SET TASK: Copy out the lines of the data below word for word, starting with the line that contains "The service SHOULD place a point on the flower" and continuing through the last line of the data, with both ends included.

Point annotations for photos
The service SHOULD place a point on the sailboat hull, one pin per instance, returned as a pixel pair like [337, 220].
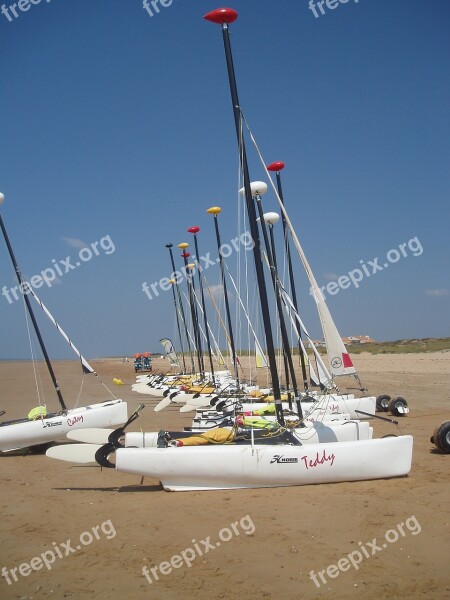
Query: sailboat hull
[22, 434]
[231, 467]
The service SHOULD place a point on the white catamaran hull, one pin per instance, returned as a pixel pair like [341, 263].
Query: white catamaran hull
[228, 467]
[22, 434]
[323, 433]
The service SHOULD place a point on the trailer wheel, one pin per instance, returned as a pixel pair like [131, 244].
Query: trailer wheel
[441, 437]
[398, 407]
[382, 403]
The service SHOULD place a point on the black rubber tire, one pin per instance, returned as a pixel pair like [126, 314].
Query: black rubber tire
[382, 403]
[441, 437]
[394, 403]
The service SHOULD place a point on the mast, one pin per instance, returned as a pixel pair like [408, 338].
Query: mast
[223, 17]
[23, 285]
[194, 230]
[190, 285]
[183, 318]
[215, 210]
[273, 218]
[277, 167]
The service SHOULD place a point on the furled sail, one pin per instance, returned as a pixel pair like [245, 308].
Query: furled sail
[170, 352]
[338, 357]
[84, 363]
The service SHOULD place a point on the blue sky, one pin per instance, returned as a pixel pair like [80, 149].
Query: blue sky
[117, 129]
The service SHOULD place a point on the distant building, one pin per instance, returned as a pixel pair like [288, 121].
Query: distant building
[352, 339]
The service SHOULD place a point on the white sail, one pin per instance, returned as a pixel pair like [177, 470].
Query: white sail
[86, 366]
[170, 352]
[338, 357]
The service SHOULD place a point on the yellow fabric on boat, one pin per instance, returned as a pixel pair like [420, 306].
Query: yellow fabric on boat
[266, 410]
[256, 394]
[271, 398]
[222, 435]
[259, 423]
[36, 413]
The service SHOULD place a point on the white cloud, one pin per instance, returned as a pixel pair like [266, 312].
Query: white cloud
[331, 276]
[74, 242]
[438, 293]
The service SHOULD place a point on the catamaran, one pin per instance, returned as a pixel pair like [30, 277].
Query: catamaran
[41, 427]
[227, 458]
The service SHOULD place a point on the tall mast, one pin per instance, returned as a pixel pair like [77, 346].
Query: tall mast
[194, 230]
[23, 286]
[277, 167]
[180, 303]
[223, 17]
[259, 188]
[191, 294]
[215, 210]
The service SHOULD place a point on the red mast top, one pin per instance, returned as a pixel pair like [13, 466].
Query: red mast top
[276, 166]
[221, 16]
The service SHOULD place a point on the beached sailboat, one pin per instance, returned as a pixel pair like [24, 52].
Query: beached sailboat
[261, 458]
[41, 427]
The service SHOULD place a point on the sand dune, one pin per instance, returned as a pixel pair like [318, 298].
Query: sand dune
[46, 503]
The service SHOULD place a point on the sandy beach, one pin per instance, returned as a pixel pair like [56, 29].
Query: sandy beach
[400, 527]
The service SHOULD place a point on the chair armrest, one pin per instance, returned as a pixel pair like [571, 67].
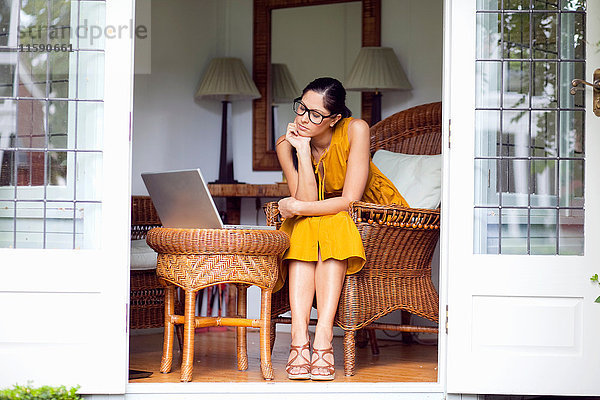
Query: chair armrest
[394, 215]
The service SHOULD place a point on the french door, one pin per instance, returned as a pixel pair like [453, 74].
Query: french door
[523, 237]
[65, 106]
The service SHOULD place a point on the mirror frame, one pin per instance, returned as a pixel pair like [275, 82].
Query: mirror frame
[264, 158]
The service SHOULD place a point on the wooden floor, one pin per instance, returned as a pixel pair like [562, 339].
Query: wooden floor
[215, 360]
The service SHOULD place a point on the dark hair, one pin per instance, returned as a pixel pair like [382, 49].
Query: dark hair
[334, 100]
[334, 95]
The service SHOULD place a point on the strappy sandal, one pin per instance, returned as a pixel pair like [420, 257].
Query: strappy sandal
[329, 367]
[305, 366]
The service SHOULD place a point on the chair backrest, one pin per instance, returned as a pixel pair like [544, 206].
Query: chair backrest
[417, 130]
[143, 216]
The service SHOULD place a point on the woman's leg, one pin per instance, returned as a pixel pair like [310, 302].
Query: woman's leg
[301, 278]
[329, 278]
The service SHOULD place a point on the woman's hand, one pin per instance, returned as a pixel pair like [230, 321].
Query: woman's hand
[300, 143]
[288, 207]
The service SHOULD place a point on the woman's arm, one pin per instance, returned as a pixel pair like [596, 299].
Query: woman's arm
[301, 182]
[357, 173]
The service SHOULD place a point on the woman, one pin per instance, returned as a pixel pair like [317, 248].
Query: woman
[326, 161]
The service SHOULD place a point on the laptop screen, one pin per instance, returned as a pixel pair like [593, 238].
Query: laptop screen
[182, 199]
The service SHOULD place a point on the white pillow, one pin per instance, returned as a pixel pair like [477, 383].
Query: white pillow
[418, 178]
[142, 255]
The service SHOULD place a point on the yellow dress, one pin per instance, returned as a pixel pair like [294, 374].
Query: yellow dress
[335, 235]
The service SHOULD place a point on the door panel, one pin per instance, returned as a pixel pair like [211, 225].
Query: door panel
[522, 243]
[64, 139]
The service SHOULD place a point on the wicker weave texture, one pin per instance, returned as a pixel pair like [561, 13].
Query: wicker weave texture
[146, 297]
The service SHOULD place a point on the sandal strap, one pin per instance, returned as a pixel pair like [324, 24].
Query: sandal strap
[321, 353]
[298, 350]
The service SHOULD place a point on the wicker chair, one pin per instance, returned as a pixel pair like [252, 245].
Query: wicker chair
[147, 295]
[399, 243]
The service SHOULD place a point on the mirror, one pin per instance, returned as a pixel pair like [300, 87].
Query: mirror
[276, 16]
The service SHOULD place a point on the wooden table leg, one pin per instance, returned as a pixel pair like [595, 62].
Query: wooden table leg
[187, 364]
[349, 353]
[167, 358]
[242, 341]
[265, 335]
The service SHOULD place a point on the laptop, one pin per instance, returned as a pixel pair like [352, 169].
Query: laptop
[182, 200]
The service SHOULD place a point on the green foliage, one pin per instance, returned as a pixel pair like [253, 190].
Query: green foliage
[595, 279]
[27, 392]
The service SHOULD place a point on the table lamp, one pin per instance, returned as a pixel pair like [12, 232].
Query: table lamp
[377, 69]
[226, 79]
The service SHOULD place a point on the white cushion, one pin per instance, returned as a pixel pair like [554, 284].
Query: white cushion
[418, 178]
[142, 255]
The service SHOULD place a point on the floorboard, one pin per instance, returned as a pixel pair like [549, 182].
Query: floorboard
[215, 359]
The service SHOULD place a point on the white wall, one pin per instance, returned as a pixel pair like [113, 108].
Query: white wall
[172, 131]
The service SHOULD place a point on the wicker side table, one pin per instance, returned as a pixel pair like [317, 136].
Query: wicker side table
[197, 258]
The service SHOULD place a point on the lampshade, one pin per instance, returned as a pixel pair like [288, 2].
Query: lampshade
[283, 86]
[377, 69]
[227, 80]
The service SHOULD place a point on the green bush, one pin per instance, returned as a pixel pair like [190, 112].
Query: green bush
[28, 392]
[595, 279]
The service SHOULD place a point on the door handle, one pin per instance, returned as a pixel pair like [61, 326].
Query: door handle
[595, 85]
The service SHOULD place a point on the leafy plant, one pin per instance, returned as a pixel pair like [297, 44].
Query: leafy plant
[27, 392]
[595, 279]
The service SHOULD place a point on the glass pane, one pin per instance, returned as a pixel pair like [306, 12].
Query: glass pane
[571, 183]
[515, 137]
[486, 231]
[543, 232]
[5, 8]
[32, 74]
[30, 172]
[57, 168]
[60, 64]
[8, 62]
[7, 173]
[30, 225]
[572, 36]
[7, 224]
[543, 183]
[487, 133]
[90, 125]
[59, 225]
[514, 182]
[486, 191]
[545, 32]
[571, 238]
[516, 35]
[543, 134]
[32, 124]
[488, 36]
[572, 134]
[516, 4]
[489, 4]
[91, 75]
[573, 5]
[544, 85]
[568, 72]
[88, 181]
[58, 124]
[87, 225]
[516, 84]
[92, 17]
[545, 4]
[514, 231]
[488, 77]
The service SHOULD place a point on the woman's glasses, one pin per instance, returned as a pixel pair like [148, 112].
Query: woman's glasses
[314, 116]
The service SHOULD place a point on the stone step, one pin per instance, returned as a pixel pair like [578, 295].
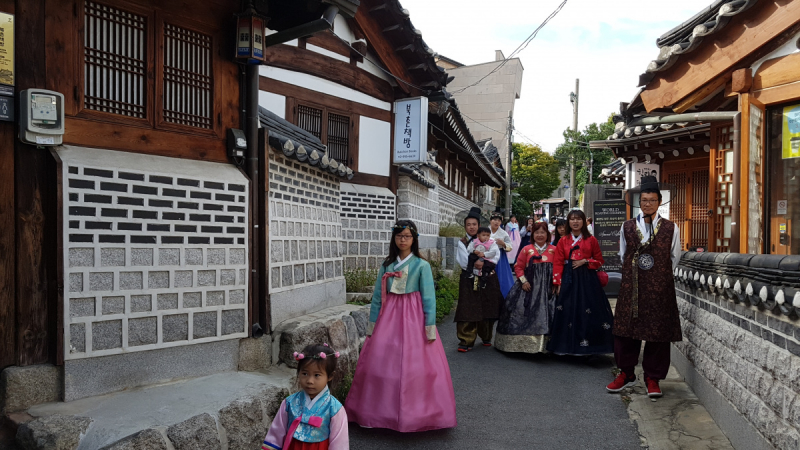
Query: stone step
[232, 410]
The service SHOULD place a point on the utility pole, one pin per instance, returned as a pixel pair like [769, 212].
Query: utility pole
[508, 166]
[572, 191]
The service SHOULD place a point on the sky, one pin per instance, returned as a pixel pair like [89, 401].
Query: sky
[606, 44]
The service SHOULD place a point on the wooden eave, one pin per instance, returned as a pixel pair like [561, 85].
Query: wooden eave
[744, 40]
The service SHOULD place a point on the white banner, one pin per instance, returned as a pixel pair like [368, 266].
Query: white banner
[411, 130]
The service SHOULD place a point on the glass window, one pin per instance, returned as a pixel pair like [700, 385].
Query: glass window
[783, 201]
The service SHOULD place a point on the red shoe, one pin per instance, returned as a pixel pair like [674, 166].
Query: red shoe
[621, 382]
[653, 390]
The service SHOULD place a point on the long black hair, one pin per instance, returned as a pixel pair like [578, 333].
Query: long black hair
[585, 228]
[394, 251]
[559, 223]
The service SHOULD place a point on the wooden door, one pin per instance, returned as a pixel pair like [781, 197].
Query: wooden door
[689, 205]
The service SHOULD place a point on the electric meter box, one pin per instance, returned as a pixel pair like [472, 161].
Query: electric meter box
[41, 114]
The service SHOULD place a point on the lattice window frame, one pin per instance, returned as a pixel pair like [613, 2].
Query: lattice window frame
[156, 21]
[324, 131]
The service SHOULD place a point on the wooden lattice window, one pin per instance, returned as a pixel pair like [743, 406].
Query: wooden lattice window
[677, 204]
[310, 119]
[338, 137]
[699, 209]
[723, 192]
[187, 76]
[115, 61]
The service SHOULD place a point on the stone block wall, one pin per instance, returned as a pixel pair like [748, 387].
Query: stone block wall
[368, 214]
[155, 252]
[305, 249]
[742, 336]
[420, 204]
[451, 204]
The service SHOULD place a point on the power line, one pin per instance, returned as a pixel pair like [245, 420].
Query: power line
[519, 49]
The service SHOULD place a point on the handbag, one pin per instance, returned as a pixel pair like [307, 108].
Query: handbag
[602, 277]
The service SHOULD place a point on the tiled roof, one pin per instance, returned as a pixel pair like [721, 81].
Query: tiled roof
[687, 36]
[299, 144]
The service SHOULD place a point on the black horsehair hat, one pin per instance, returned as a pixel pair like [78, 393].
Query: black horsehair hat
[648, 183]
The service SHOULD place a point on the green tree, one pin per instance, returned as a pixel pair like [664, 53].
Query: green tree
[576, 148]
[536, 171]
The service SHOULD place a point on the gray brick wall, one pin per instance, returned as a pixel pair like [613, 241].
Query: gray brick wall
[420, 204]
[751, 356]
[368, 214]
[152, 258]
[305, 225]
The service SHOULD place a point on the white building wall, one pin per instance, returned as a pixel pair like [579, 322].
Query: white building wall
[374, 146]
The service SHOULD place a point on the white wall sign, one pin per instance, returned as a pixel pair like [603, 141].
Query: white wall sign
[410, 130]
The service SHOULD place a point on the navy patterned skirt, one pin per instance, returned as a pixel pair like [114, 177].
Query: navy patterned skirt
[583, 319]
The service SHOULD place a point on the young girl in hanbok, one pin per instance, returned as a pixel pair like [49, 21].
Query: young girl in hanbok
[583, 318]
[402, 380]
[311, 419]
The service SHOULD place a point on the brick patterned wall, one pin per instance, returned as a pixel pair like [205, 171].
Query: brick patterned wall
[152, 258]
[451, 204]
[420, 204]
[305, 225]
[751, 356]
[368, 214]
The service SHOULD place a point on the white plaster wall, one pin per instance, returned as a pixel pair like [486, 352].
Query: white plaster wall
[320, 85]
[273, 102]
[374, 146]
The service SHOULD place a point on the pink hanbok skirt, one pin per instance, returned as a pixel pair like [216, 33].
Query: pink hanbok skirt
[402, 381]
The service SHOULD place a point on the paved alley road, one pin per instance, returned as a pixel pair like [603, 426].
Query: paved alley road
[510, 401]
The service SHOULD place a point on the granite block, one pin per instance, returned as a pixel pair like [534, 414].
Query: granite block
[101, 281]
[215, 298]
[141, 303]
[193, 256]
[167, 301]
[113, 305]
[76, 282]
[158, 280]
[81, 257]
[142, 331]
[106, 335]
[141, 256]
[82, 307]
[112, 257]
[236, 297]
[192, 299]
[175, 328]
[204, 324]
[227, 277]
[237, 256]
[233, 321]
[131, 280]
[206, 277]
[184, 278]
[215, 256]
[169, 257]
[77, 337]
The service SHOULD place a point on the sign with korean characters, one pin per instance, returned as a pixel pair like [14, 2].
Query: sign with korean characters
[609, 215]
[411, 130]
[791, 132]
[6, 49]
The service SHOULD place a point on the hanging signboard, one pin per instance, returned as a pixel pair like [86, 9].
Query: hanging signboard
[791, 132]
[609, 215]
[411, 130]
[6, 49]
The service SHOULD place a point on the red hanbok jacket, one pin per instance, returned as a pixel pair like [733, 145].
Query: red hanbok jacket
[589, 249]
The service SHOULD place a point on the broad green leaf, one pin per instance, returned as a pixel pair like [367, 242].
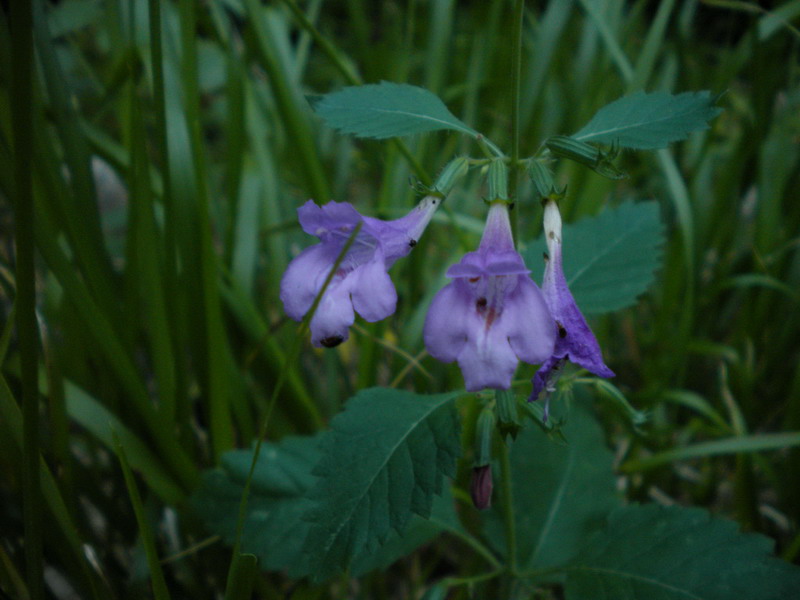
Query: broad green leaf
[276, 526]
[562, 492]
[274, 529]
[383, 461]
[609, 259]
[649, 121]
[419, 531]
[386, 110]
[675, 553]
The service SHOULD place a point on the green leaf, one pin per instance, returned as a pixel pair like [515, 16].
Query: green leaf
[675, 553]
[609, 259]
[561, 492]
[649, 121]
[383, 461]
[274, 529]
[386, 110]
[419, 531]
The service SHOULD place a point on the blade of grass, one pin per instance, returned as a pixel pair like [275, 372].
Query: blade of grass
[110, 346]
[241, 577]
[11, 427]
[160, 591]
[143, 268]
[353, 78]
[220, 387]
[289, 101]
[101, 423]
[733, 445]
[651, 49]
[25, 302]
[82, 219]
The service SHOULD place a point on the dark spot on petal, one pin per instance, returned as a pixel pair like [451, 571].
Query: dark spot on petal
[332, 341]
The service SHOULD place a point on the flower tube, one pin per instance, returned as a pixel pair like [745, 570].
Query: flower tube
[575, 341]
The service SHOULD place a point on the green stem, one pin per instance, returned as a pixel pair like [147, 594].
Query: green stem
[516, 68]
[291, 358]
[508, 510]
[21, 110]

COMPLETE ANSWER:
The service SHOULD place a point on the flower tube, one pin per instance, returned as a pixel pair like [745, 570].
Query: flower tube
[575, 341]
The service SHOULD place a point on the green stem, one pin per instance, returned as a pixel pair like [147, 594].
Query: green stem
[516, 68]
[291, 358]
[508, 510]
[21, 110]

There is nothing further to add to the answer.